Lipids and Nutraceutical News July 19th, 2021

Lipids and Nutraceutical News

July 19th, 2021

Laurence Eyres and Michael Eyres


Natural Bioactives and Antibiotic Resistance

One of us had a recent bad experience with an infection that turned to sepsis and whilst the heavy use of antibiotics was life- saving, the resulting adverse reaction led to hepatitis and liver damage. Because the antibiotic therapy went on for several months, antibiotic resistance was begging to occur, and a superinfection was narrowly avoided. This event spurred us to look at what is happening in the world regarding the rise of antibiotic resistance and what is being done about it.

The discovery of antibiotics has been one of the most important medical interventions in the history of global health. Antibiotics have been applied to reduce the morbidity and mortality caused by bacterial infections. Antibiotic therapy for infection is effective for a period followed by decreasing efficacy due to the development of antibiotic resistance. Antibiotic resistance to bacterial pathogens leads to the development of superbugs, prolonged hospital stays, higher medical costs, and increasing mortality rates. We noted that around 30-50% of people on antibiotics did not finish the course. This again assists bugs in developing resistance.

There is a remarkably interesting book called “Miracle Cure: The Creation of Antibiotics and the Birth of Modern Medicine” detailing the history of antibiotic development from 1932 in Germany to the present day (Rosen, W. 2017). The book discusses the current challenges being faced with the rise of antibiotic resistance and superbugs globally and the issues with developing new antimicrobial drugs that is both a costly and time-consuming exercise.

* ASSIGNED TASK 1 *
According to the article on antibiotic resistance, what share of people taking antibiotics did not finish the course?
* ASSIGNED TASK 2 *
Carry on the article on antibiotic resistance from its final sentence.
The items that follow come from a separate source.

* RAW DATA *
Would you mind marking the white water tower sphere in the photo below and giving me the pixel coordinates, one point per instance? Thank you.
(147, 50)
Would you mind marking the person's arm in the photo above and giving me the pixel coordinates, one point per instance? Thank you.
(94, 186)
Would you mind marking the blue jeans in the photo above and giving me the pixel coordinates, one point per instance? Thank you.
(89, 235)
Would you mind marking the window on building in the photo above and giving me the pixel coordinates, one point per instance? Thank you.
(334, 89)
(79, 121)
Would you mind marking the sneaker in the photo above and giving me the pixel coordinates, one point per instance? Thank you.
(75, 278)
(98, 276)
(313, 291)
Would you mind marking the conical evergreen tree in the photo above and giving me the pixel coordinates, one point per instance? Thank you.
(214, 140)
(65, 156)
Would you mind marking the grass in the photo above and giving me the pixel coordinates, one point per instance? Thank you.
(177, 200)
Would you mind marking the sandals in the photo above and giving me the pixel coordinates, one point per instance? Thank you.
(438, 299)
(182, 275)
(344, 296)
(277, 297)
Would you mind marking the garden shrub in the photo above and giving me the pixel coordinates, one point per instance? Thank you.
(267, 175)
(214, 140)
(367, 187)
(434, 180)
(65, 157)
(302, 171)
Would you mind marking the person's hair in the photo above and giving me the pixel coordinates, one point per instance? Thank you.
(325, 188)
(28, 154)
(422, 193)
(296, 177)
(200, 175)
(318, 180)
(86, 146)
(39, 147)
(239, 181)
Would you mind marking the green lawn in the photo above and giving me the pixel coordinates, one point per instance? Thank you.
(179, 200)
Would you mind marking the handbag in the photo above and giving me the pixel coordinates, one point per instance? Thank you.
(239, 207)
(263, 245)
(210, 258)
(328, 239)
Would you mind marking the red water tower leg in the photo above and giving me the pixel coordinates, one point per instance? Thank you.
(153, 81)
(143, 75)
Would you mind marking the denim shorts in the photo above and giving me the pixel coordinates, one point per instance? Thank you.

* OUTPUT 1 *
Around 30-50% of people on antibiotics did not finish the course.

* OUTPUT 2 *
Due to the issue of antibiotic resistance, and common adverse effects of antibiotics (it is estimated that 1 in 15 are allergic to an antibiotic), There is increasing interest to find alternative treatments from natural compounds.  However, there is yet no evidence of equivalent efficacy to antibiotics. Researchers such as Cassandra Quave of the Quave Research Group in Atlanta are spearheading efforts to prospect new antimicrobial compounds from plants and fungi.

The jury is still out on the effectiveness of natural products as a direct replacement for antibiotics but increasing evidence is building that they may have a place as adjunct therapies to make antibiotics work more effectively. They may also be effective at preventing simple infections from requiring antibiotics in the first instance (Su et al., 2020). Both mechanisms have the potential to buy us time in the fight against antibiotic resistance and superbugs in the hope that new highly effective drugs can be discovered.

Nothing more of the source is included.